Selten ist mehr geschehen als im gerade zu Ende gehenden Jahrzehnt. Weil alles immer schneller und gleichzeitiger passiert, erscheint auch die Gegenwart immer haltloser. Zukunftsprognosen werden oft schon am Tag danach widerlegt. Peter von Becker über das, was wir erlebten, und das, was uns erwartet.

Im fernöstlichen Teil der Welt ist 2010 das Jahr des Tigers. Das ruft wach, dass wir, nach dem amerikanischen 20. Jahrhundert, spätestens jetzt in einer Epoche leben, die von China und Asien geprägt wird. Wer aber und was ist da noch auf dem großen Sprung?

Am 31. Dezember 1999, zehn Jahre nach dem Mauerfall und dem Ende des Kommunismus, schien den meisten nur noch eine kalendarische Zäsur bevorzustehen. Ein Zeitenende, keine Zeitenwende. Es war, als ob zumindest im Westen das Heilsversprechen einer posthistorischen, global homogenen Gegenwart begonnen hätte. Kaum jemand hätte sich träumen lassen, dass in der ersten Dekade des 21. Jahrhunderts mit zwei Weltwirtschaftskrisen, den neuen Formen des selbstmörderischen Terrors und des religiösen Fundamentalismus, mit dramatischem Klimawandel und neuen Kriegen alle eben noch triumphierenden Heilsgewissheiten explodieren würden.

Selten ist mehr geschehen als im gerade zu Ende gehenden Jahrzehnt. Und weil durch die virtuelle Allzeitpräsenz des Internets, das nun zum noch totaleren Outernet mutiert, für alle alles immer schneller und gleichzeitiger passiert, erscheint auch die Gegenwart immer haltloser. Der Geistesgegenwärtige aber weiß, dass die Gegenwart nur eine ideelle Sekunde existiert, dann ist sie wieder vorbei. Auch die globale „Echtzeit“ wird sofort zur Vergangenheit. So lehrt gerade das Internet die antike Wahrheit des Heraklit: Alles ist im Fluss.

# Vorliegendes Material
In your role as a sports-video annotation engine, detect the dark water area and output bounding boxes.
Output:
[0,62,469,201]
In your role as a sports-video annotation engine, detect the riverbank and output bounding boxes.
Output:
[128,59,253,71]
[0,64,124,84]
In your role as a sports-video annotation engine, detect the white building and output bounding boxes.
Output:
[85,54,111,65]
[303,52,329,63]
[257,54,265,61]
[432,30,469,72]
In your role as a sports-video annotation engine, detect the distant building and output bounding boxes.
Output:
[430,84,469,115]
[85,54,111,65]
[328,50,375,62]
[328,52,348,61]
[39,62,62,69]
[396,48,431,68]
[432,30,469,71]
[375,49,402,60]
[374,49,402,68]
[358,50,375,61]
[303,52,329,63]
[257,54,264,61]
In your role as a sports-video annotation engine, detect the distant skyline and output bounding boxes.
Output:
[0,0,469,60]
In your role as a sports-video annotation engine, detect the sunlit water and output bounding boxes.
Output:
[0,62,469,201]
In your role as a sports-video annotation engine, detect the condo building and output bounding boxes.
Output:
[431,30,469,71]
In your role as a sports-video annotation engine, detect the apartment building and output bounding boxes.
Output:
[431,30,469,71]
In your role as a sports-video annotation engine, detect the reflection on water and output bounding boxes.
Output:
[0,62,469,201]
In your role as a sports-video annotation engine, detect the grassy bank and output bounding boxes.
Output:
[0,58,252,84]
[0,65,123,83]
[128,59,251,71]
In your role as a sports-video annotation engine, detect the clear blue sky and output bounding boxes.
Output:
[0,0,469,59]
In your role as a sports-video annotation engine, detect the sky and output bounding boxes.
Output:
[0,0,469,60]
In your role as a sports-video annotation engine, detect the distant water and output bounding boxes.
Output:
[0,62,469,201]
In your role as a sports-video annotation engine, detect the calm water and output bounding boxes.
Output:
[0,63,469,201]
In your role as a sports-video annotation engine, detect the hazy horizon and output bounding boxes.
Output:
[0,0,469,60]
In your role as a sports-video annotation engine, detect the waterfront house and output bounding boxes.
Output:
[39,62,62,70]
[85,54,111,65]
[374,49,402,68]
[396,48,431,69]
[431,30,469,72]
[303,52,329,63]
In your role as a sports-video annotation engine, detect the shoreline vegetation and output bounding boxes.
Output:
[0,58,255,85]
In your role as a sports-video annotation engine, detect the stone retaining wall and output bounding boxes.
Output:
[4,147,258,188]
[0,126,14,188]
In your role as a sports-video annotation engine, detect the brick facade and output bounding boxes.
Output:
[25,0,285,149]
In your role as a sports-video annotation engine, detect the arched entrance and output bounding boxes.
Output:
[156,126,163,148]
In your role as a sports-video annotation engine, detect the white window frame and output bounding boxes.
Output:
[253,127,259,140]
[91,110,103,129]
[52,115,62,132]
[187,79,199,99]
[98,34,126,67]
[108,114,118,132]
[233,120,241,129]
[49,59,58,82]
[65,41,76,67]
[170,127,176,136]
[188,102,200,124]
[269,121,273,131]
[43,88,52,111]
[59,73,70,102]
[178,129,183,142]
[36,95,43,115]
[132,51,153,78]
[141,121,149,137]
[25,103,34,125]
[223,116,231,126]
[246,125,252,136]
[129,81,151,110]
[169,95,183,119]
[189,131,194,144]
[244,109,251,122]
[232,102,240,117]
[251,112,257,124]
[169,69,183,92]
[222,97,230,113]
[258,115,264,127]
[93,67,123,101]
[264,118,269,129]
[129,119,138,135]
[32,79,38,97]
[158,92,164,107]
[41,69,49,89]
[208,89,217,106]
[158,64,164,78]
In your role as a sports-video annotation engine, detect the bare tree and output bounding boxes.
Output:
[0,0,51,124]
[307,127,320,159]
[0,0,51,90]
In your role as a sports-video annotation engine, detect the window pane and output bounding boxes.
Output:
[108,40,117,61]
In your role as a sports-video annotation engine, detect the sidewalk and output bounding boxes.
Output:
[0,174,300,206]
==
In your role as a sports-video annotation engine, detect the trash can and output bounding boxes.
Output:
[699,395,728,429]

# Anhand der Angaben
A: Nenne alle Entwicklungen, die laut dem Text über das vergangene Jahrzehnt in der ersten Dekade des 21. Jahrhunderts die eben noch triumphierenden Heilsgewissheiten explodieren ließen.
B: Zitiere aus dem Text über das vergangene Jahrzehnt die Stelle von „Im fernöstlichen Teil“ bis „dem großen Sprung?“.

# Bearbeitete Aufgaben
A:
- zwei Weltwirtschaftskrisen
- neue Formen des selbstmörderischen Terrors
- neue Formen des religiösen Fundamentalismus
- dramatischer Klimawandel
- neue Kriege

B:
Im fernöstlichen Teil der Welt ist 2010 das Jahr des Tigers. Das ruft wach, dass wir, nach dem amerikanischen 20. Jahrhundert, spätestens jetzt in einer Epoche leben, die von China und Asien geprägt wird. Wer aber und was ist da noch auf dem großen Sprung?